_Given task_. Reproduce every entry below word for word, omitting the pictures.

▬▬▬▬▬▬▬▬▬▬

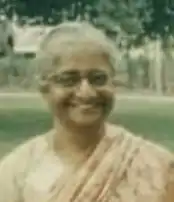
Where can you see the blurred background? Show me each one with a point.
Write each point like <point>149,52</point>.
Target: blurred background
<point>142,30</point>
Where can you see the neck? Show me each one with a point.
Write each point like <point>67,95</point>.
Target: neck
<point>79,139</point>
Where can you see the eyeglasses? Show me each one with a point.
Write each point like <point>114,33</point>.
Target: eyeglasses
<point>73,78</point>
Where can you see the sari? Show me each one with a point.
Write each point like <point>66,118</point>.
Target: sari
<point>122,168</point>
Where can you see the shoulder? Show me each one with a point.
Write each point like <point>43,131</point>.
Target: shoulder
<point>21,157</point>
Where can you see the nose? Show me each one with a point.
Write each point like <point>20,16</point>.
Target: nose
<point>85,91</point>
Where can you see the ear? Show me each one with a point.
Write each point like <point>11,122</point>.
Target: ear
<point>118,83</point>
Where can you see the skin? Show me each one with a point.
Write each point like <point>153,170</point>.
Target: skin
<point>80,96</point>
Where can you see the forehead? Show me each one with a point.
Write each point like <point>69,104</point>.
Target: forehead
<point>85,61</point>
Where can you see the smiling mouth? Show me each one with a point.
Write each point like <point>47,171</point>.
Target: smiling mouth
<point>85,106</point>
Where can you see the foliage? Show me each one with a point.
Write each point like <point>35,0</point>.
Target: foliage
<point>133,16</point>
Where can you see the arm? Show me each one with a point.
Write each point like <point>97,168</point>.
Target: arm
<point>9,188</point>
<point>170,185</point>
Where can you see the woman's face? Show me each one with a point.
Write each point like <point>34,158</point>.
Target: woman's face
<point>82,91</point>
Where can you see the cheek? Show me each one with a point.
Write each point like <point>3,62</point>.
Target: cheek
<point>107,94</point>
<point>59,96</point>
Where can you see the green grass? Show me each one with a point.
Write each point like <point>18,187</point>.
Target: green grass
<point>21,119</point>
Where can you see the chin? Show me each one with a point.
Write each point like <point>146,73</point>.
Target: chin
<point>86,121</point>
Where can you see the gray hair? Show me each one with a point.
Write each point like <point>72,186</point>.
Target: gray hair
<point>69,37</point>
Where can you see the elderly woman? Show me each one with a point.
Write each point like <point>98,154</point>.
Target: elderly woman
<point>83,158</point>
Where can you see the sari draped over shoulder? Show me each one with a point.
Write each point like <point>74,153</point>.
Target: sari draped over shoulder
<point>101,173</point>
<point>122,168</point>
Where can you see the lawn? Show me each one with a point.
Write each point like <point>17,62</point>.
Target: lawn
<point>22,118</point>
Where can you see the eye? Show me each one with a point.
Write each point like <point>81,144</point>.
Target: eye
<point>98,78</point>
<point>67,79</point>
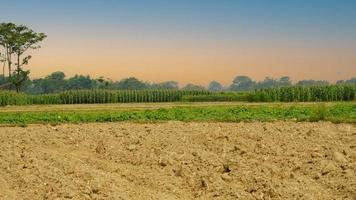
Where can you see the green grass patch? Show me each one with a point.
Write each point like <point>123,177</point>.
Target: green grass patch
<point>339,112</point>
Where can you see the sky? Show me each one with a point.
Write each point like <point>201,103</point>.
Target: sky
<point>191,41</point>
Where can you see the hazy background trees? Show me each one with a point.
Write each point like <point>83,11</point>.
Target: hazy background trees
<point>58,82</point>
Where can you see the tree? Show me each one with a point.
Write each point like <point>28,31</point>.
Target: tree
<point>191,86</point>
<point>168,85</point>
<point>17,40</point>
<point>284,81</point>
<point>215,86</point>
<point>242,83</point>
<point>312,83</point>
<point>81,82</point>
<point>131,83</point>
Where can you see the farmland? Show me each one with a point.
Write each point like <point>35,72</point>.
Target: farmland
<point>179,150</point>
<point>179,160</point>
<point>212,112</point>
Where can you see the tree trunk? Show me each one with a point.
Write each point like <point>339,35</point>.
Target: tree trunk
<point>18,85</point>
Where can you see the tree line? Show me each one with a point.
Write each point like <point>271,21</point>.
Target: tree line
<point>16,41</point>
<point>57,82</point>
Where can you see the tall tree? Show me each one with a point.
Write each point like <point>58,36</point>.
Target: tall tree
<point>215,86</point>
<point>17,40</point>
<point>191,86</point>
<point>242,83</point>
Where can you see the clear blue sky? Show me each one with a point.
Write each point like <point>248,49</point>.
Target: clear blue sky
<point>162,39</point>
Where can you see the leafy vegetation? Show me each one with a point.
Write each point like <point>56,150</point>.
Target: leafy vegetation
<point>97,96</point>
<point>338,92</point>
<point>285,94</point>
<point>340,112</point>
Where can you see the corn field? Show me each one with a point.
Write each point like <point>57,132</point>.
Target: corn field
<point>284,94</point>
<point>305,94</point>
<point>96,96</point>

▬▬▬▬▬▬▬▬▬▬

_Finished task_.
Where can you see the blurred background? Show me each one with a point.
Write each point like <point>149,52</point>.
Target: blurred background
<point>142,30</point>
Where can you see the neck? Show me each one with a point.
Write each point like <point>67,95</point>.
Target: neck
<point>79,139</point>
Where can you see the eyeglasses? Show me each one with a point.
Write each point like <point>114,33</point>.
Target: eyeglasses
<point>73,78</point>
Where can you see the sari? Show me each one with a point.
Write each point like <point>66,118</point>.
Target: sari
<point>122,168</point>
Where can you see the shoulder? Show me each one with a point.
Write each point like <point>43,131</point>.
Target: shoulder
<point>21,157</point>
Where can you see the nose? Show me each one with a point.
Write each point like <point>20,16</point>.
Target: nose
<point>85,91</point>
Where can you see the ear? Show me each one with a point.
Write each point like <point>11,122</point>.
Target: ear
<point>118,83</point>
Where can you see the skin? Show me each one with a point.
Write each point like <point>153,170</point>.
Target: skin
<point>80,96</point>
Where can you see the forehead? Show me each one with a point.
Write each point like <point>69,104</point>.
Target: forehead
<point>85,61</point>
Where can you see the smiling mouth? Show me each one with a point.
Write each point like <point>47,171</point>.
Target: smiling mouth
<point>85,106</point>
Where can you see the foliage? Show me each one with a point.
Write each point like <point>35,0</point>.
Target: foliage
<point>133,16</point>
Where can you see the arm? Show me each one with a point.
Write each point like <point>97,168</point>.
Target: arm
<point>9,188</point>
<point>170,185</point>
Where can you see the woman's face? Show me each one with a point.
Write each point like <point>34,158</point>.
Target: woman's face
<point>82,91</point>
Where can you see the cheek? Show me each one with a point.
Write each point like <point>3,62</point>.
Target: cheek
<point>107,94</point>
<point>59,96</point>
Where can you see the green grass? Show me each one with a point.
Write each point like <point>18,187</point>.
Target: green grass
<point>21,119</point>
Where can you see the chin? Show me each one with a point.
Write each point like <point>146,73</point>.
Target: chin
<point>86,121</point>
Where can you see the gray hair? Show me each one with a point.
Write each point like <point>72,186</point>.
Target: gray hair
<point>69,37</point>
Where can you see the elderly woman? Show me each one with a point.
Write each point like <point>98,154</point>.
Target: elderly woman
<point>83,158</point>
Where can you see the sari draped over shoulder? Show me each one with a point.
Write each point like <point>74,153</point>.
Target: sari draped over shoulder
<point>101,173</point>
<point>122,168</point>
Where can you see the lawn? Show me each one with a point.
Write each point like <point>17,62</point>.
Target: lawn
<point>22,118</point>
Where can you see the eye? Show me each one with a point.
Write each point like <point>81,144</point>.
Target: eye
<point>98,78</point>
<point>67,79</point>
Where can you see the green grass patch? Show me each one with a point.
Write each point like <point>123,177</point>.
Target: green grass patch
<point>339,112</point>
Where can you see the sky? Show me each one with a point.
Write each point like <point>201,103</point>.
Target: sky
<point>191,41</point>
Where can you see the hazy background trees? Show me each one with a point.
Write each point like <point>83,11</point>.
Target: hazy background trees
<point>58,82</point>
Where can you see the tree? Show me each one with a point.
Write each point like <point>28,31</point>.
Target: tree
<point>191,86</point>
<point>168,85</point>
<point>17,40</point>
<point>284,81</point>
<point>215,86</point>
<point>242,83</point>
<point>312,83</point>
<point>81,82</point>
<point>131,83</point>
Where can you see the farmland? Show me each one with a point.
Write each point like <point>35,72</point>.
Target: farmland
<point>179,150</point>
<point>179,160</point>
<point>212,112</point>
Where can you see the tree trunk? Show me each one with a point.
Write each point like <point>339,35</point>.
Target: tree trunk
<point>18,85</point>
Where can you see the tree line? Show me each one with a point.
Write each point like <point>271,21</point>.
Target: tree line
<point>16,41</point>
<point>57,82</point>
Where can you see the tall tree? Show me each one with a point.
Write each point like <point>58,36</point>.
Target: tall tree
<point>215,86</point>
<point>17,40</point>
<point>191,86</point>
<point>242,83</point>
Where can you see the clear blue sky? Show me each one with a point.
Write each point like <point>248,49</point>.
Target: clear blue sky
<point>162,39</point>
Where can you see the leafy vegetation? Show me each one with a point.
Write each point like <point>56,150</point>.
Target: leafy vegetation
<point>97,96</point>
<point>338,92</point>
<point>285,94</point>
<point>340,112</point>
Where can you see the corn field? Show me each one with a point.
Write each point like <point>57,132</point>.
Target: corn field
<point>284,94</point>
<point>305,94</point>
<point>96,96</point>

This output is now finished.